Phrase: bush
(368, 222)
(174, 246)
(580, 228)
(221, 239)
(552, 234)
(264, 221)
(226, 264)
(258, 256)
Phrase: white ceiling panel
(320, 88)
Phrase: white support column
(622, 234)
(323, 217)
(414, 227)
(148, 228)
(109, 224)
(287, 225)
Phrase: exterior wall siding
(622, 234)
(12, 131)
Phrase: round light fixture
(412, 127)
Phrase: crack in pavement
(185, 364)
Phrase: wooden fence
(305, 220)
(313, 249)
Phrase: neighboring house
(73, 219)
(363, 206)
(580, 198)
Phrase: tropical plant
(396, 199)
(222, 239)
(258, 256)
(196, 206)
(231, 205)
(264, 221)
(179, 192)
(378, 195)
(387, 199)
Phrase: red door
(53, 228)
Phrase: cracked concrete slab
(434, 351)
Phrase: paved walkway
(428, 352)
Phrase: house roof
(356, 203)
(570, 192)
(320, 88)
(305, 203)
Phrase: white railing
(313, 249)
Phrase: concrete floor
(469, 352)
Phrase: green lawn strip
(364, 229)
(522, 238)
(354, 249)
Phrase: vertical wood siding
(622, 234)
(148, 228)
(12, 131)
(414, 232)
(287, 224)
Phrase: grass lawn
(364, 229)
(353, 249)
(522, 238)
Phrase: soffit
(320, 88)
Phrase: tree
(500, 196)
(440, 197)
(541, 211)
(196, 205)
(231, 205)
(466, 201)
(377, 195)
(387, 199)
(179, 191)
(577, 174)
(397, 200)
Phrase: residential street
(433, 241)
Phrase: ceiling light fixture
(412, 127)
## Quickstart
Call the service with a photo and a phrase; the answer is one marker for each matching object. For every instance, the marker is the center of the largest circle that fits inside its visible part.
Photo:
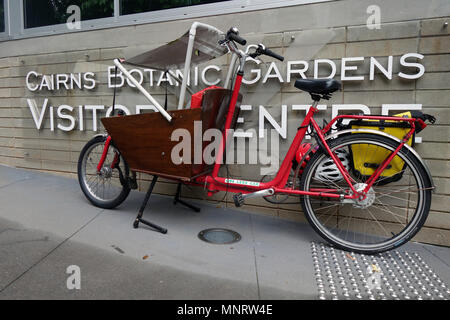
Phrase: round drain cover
(219, 236)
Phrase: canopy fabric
(173, 54)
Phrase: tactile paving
(398, 275)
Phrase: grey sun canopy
(173, 54)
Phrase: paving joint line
(436, 256)
(254, 256)
(17, 181)
(50, 252)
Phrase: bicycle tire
(411, 228)
(97, 200)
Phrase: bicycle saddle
(318, 86)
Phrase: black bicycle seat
(318, 86)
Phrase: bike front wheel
(395, 208)
(105, 189)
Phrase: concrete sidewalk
(46, 225)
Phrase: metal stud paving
(390, 275)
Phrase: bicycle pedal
(238, 199)
(132, 183)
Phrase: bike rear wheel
(104, 189)
(392, 212)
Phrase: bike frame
(213, 183)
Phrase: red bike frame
(214, 183)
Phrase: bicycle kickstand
(187, 204)
(141, 210)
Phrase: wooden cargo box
(144, 140)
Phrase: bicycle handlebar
(233, 34)
(272, 54)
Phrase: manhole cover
(219, 236)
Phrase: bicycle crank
(239, 198)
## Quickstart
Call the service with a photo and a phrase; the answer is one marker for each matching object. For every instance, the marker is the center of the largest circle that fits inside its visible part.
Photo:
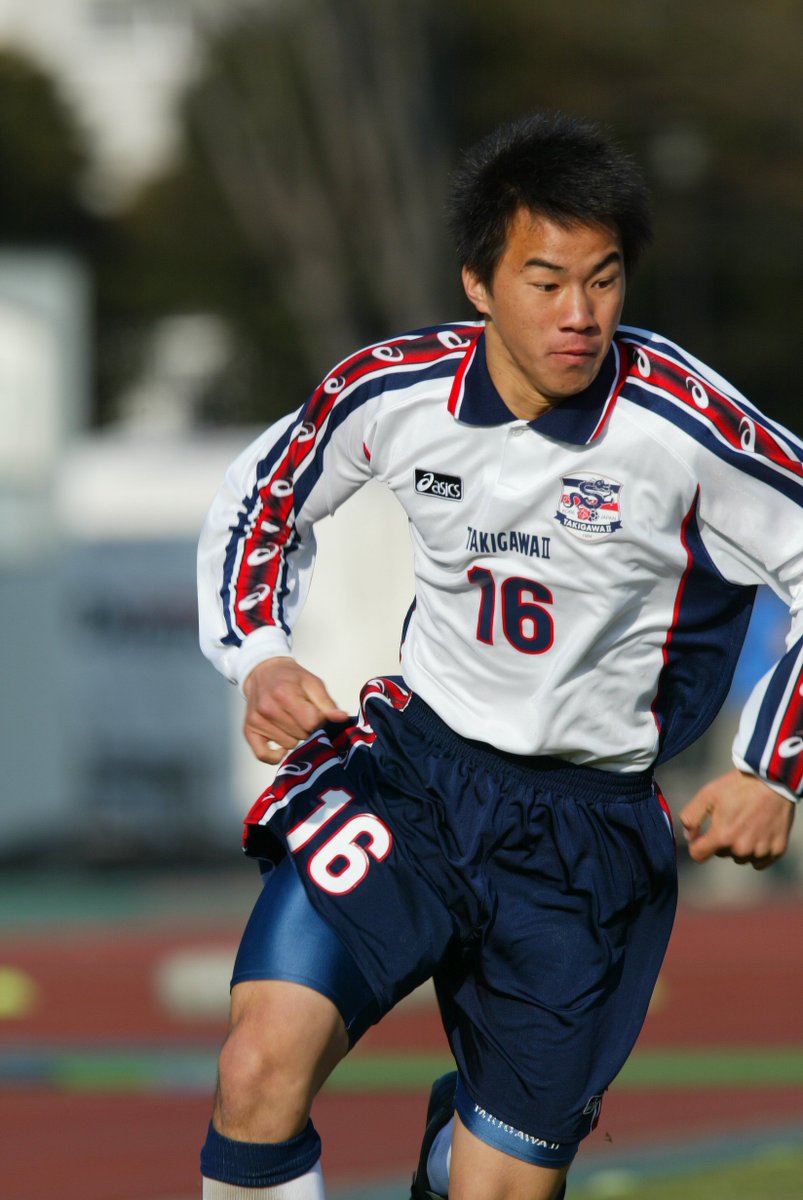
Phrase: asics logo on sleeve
(447, 487)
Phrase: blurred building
(117, 738)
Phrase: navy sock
(258, 1164)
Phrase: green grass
(774, 1175)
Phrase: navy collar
(577, 419)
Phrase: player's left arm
(738, 816)
(751, 523)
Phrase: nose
(577, 312)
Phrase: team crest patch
(589, 507)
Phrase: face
(552, 309)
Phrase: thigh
(479, 1171)
(286, 939)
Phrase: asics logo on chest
(445, 487)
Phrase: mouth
(575, 355)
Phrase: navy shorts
(539, 895)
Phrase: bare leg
(481, 1173)
(283, 1042)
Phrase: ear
(475, 291)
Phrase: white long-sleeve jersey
(582, 582)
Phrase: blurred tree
(307, 207)
(43, 155)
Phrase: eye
(606, 282)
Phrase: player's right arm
(256, 558)
(285, 703)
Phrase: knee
(262, 1093)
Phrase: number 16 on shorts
(343, 861)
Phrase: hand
(285, 703)
(743, 820)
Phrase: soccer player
(591, 510)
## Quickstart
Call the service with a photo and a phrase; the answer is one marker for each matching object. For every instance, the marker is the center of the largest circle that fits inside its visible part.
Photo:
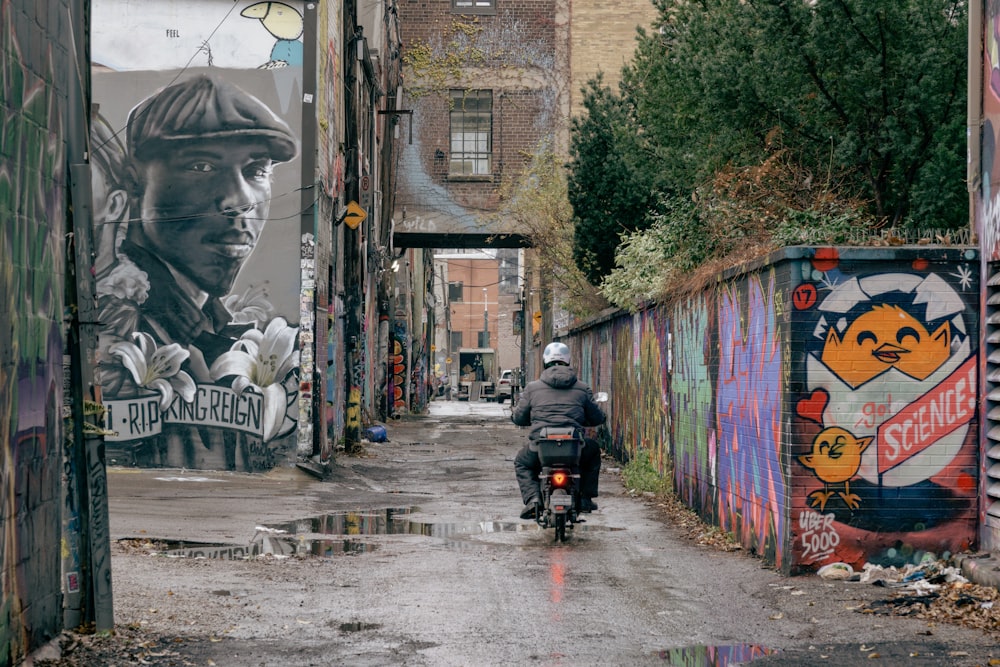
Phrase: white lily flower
(156, 368)
(261, 361)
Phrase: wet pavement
(413, 554)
###
== Exercise aim ==
Please retype the items above, from the line containing "Phrase: bicycle kickstand" through the last of the items, leaving the pictures out.

== Solution for this exercise ==
Phrase: bicycle kickstand
(187, 204)
(141, 210)
Phrase: wooden cargo box
(144, 140)
Phrase: bicycle handlebar
(233, 34)
(272, 54)
Phrase: manhole cover
(219, 236)
Phrase: bicycle crank
(239, 198)
## Quickstart
Call the service with a photo and a phrase; the answer is one marker for each matching object. For every instance, the marker is the center of the largest circle that fits inside its visible part.
Photo:
Phrase: asics logo on sleeve
(447, 487)
Phrase: blurred building
(117, 738)
Phrase: navy sock
(258, 1164)
Phrase: green grass
(774, 1175)
Phrase: navy collar
(577, 419)
Phrase: player's left arm
(738, 816)
(751, 523)
Phrase: nose
(577, 312)
Phrase: team crest patch
(589, 507)
Phrase: face
(552, 309)
Phrase: thigh
(479, 1171)
(286, 939)
Phrase: asics logo on chest
(445, 487)
Phrase: mouth
(575, 355)
Phrase: navy shorts
(539, 895)
Phrase: bare leg
(481, 1173)
(283, 1042)
Phrase: ear
(475, 291)
Phrase: white long-sleeve jersey
(582, 582)
Phrase: blurred tree
(307, 207)
(43, 155)
Phrase: eye
(606, 282)
Phrase: player's right arm
(256, 558)
(285, 703)
Phrase: knee
(262, 1093)
Phrase: number 16 on shorts
(343, 861)
Phrase: hand
(285, 703)
(743, 820)
Phrase: soccer player
(591, 510)
## Quickstart
Call the service with a photo and a phrase; the answer is one marker for each matching object. For every instance, the marker is the center of the largest circle that fits inside its visible part.
Photo:
Phrase: white lily flower
(156, 368)
(261, 361)
Phrase: wet pavement
(413, 554)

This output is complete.